▸ About this exercise
From the first entry to the last, copy everything exactly except the pictures.

(Information given)

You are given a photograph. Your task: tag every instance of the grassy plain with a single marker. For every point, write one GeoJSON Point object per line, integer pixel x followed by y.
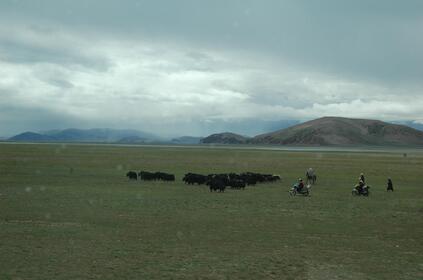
{"type": "Point", "coordinates": [69, 212]}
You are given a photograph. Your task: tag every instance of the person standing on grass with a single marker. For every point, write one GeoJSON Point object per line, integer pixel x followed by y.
{"type": "Point", "coordinates": [300, 185]}
{"type": "Point", "coordinates": [362, 178]}
{"type": "Point", "coordinates": [390, 186]}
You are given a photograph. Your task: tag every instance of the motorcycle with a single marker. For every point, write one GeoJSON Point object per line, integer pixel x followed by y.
{"type": "Point", "coordinates": [304, 191]}
{"type": "Point", "coordinates": [364, 191]}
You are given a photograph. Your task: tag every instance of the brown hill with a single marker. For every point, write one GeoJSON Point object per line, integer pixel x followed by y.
{"type": "Point", "coordinates": [225, 138]}
{"type": "Point", "coordinates": [343, 132]}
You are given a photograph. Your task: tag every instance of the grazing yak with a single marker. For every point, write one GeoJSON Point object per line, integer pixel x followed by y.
{"type": "Point", "coordinates": [131, 175]}
{"type": "Point", "coordinates": [192, 178]}
{"type": "Point", "coordinates": [154, 176]}
{"type": "Point", "coordinates": [217, 184]}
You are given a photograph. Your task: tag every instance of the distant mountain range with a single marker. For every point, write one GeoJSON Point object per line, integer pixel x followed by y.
{"type": "Point", "coordinates": [326, 131]}
{"type": "Point", "coordinates": [87, 135]}
{"type": "Point", "coordinates": [225, 138]}
{"type": "Point", "coordinates": [187, 140]}
{"type": "Point", "coordinates": [331, 131]}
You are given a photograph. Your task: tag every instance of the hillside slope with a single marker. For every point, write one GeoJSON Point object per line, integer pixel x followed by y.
{"type": "Point", "coordinates": [225, 138]}
{"type": "Point", "coordinates": [342, 132]}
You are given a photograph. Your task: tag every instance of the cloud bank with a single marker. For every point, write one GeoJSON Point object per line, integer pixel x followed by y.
{"type": "Point", "coordinates": [172, 80]}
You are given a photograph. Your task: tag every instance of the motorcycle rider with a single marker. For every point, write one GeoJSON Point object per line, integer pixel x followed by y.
{"type": "Point", "coordinates": [362, 178]}
{"type": "Point", "coordinates": [360, 185]}
{"type": "Point", "coordinates": [300, 185]}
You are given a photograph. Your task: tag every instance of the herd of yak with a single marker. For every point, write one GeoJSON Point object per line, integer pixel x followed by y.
{"type": "Point", "coordinates": [216, 182]}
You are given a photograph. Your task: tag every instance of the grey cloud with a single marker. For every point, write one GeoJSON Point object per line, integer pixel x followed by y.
{"type": "Point", "coordinates": [207, 65]}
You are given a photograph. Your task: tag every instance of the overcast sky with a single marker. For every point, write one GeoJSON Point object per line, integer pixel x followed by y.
{"type": "Point", "coordinates": [192, 67]}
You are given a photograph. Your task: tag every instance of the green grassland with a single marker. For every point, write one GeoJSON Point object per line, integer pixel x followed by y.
{"type": "Point", "coordinates": [69, 212]}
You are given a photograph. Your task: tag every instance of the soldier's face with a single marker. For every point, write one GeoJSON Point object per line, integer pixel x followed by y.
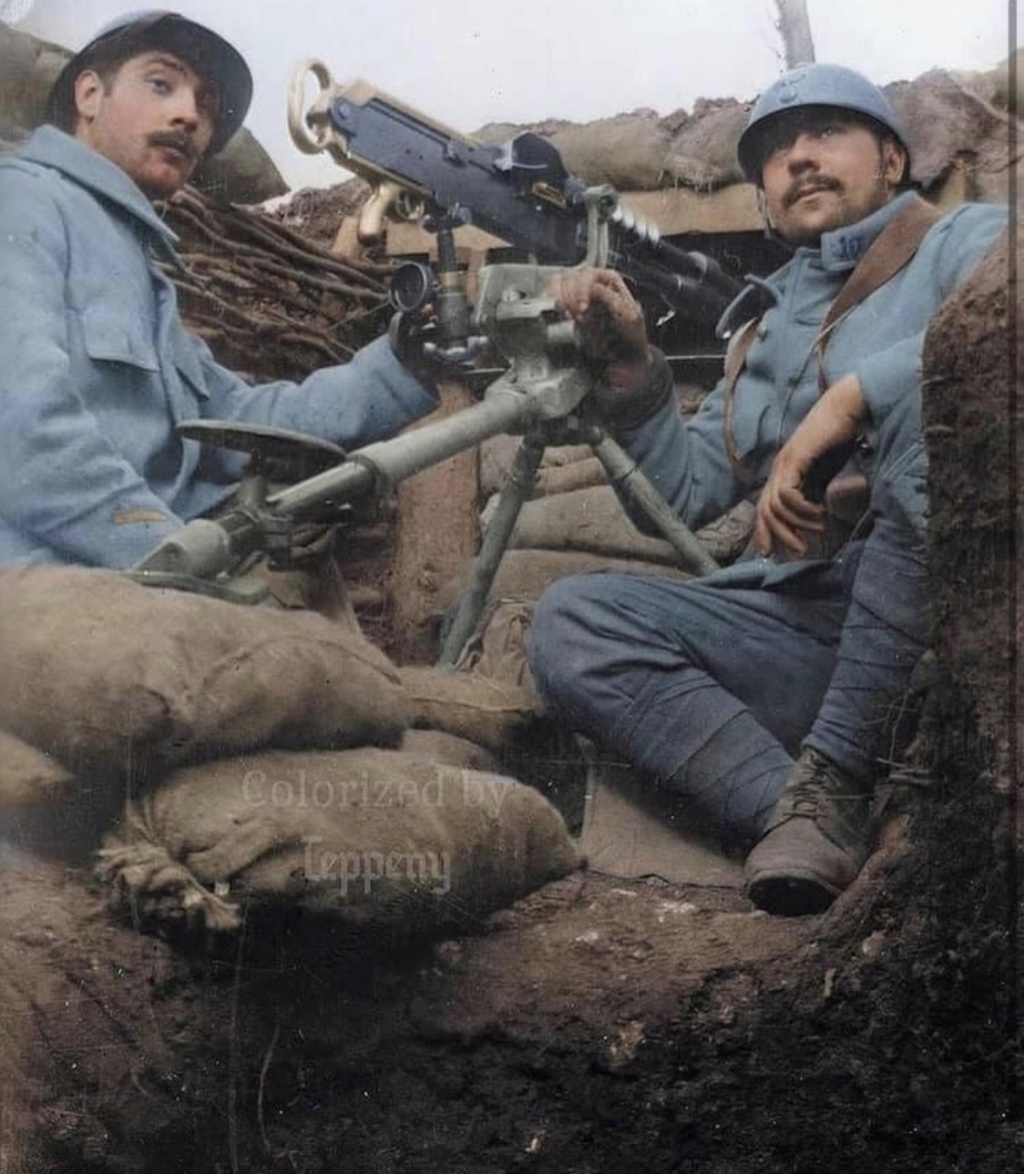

(End Information given)

▸ Expected answer
You are given a photograph. Your task: tag every instance of the grassy plain with a single marker. For every point, write one GeoJSON Point object per line, integer pixel x followed by y.
{"type": "Point", "coordinates": [69, 212]}
You are given a photograph. Your task: tag every instance of the person standing on grass with a single marker. For every point, write one GeoJSON Point object per line, integer pixel x followed by y.
{"type": "Point", "coordinates": [300, 185]}
{"type": "Point", "coordinates": [362, 178]}
{"type": "Point", "coordinates": [390, 186]}
You are given a photograph. Your task: tag every instance of the motorcycle with a single marker. For every point, write one GeoJSON Point object per line, integer pixel x followed by y.
{"type": "Point", "coordinates": [304, 191]}
{"type": "Point", "coordinates": [364, 191]}
You are given a photograph. Your task: tag every instance of the brown hill with a single marker. For every point, write one GeoJSON Point object per line, integer pixel x followed by y.
{"type": "Point", "coordinates": [225, 138]}
{"type": "Point", "coordinates": [343, 132]}
You are given a photograph. Your task: tag every instance of the grazing yak with a single marker. For every point, write one GeoJSON Point object per line, integer pixel x followed by y.
{"type": "Point", "coordinates": [131, 175]}
{"type": "Point", "coordinates": [192, 178]}
{"type": "Point", "coordinates": [154, 176]}
{"type": "Point", "coordinates": [217, 184]}
You are given a photograph. Your task: tag every instance of the distant mountain range with a single marker. For every point, write one GeoJSON Point object per line, integer pixel x followed by y.
{"type": "Point", "coordinates": [326, 131]}
{"type": "Point", "coordinates": [87, 135]}
{"type": "Point", "coordinates": [225, 138]}
{"type": "Point", "coordinates": [187, 140]}
{"type": "Point", "coordinates": [331, 131]}
You are given a photograph. Your task: tag every instance of the hillside slope with a single marker. For every point, write one GeoJSON Point object per line, integer pixel x followed by y.
{"type": "Point", "coordinates": [225, 138]}
{"type": "Point", "coordinates": [342, 132]}
You are given a photograph. Your task: tag every instance of the cloud bank with a single marker. For every point, write one GeoJSON Point object per line, integer pixel x followed by y.
{"type": "Point", "coordinates": [172, 80]}
You are given a photograph. Your task: tag every instance of the motorcycle rider with a single marker. For every point, write one GeoJSON Point object per line, integer pixel x followed by y.
{"type": "Point", "coordinates": [362, 178]}
{"type": "Point", "coordinates": [360, 185]}
{"type": "Point", "coordinates": [300, 185]}
You are given a photograph. Your task: tag every instance of the herd of yak with a single marker. For every point, write one GeoJSON Point object per line, integer pixel x followed by y.
{"type": "Point", "coordinates": [216, 182]}
You are given a photograph. Your task: tag every instance of the grey cloud with a single marker. For every point, write one GeoJSON Point object per line, integer pixel x followed by y.
{"type": "Point", "coordinates": [207, 65]}
You are given a photograph. Your task: tag every instance of the overcast sky with a single marker. For every point, write one GeoJSON Point object per line, integer pixel x followed by y.
{"type": "Point", "coordinates": [192, 67]}
You are given a photograph. Your task: tag every instance of the green grassland with a single marker. For every point, write one GeoJSON Point object per line, integer pixel x followed by y.
{"type": "Point", "coordinates": [69, 212]}
You are given a photograph. Your task: tag every instance of the soldier's face with a single marker. For every point, write one GeoJSON Point object per line, integer pixel x followed by y.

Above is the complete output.